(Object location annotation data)
**********
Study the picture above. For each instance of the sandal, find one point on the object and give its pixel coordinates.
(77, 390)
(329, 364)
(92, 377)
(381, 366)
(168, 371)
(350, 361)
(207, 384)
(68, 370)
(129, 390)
**********
SET PROBLEM
Rewrite every line of the material above, including the requests, with each coordinate in the answers multiplied by 1.7 and rounded to the nearest whole number, halves rounding up.

WRITTEN ANSWER
Study the picture above. For each instance of the sandal, find one point on the object and give its pixel coordinates.
(131, 663)
(559, 619)
(156, 641)
(648, 622)
(286, 631)
(595, 614)
(352, 653)
(116, 629)
(219, 663)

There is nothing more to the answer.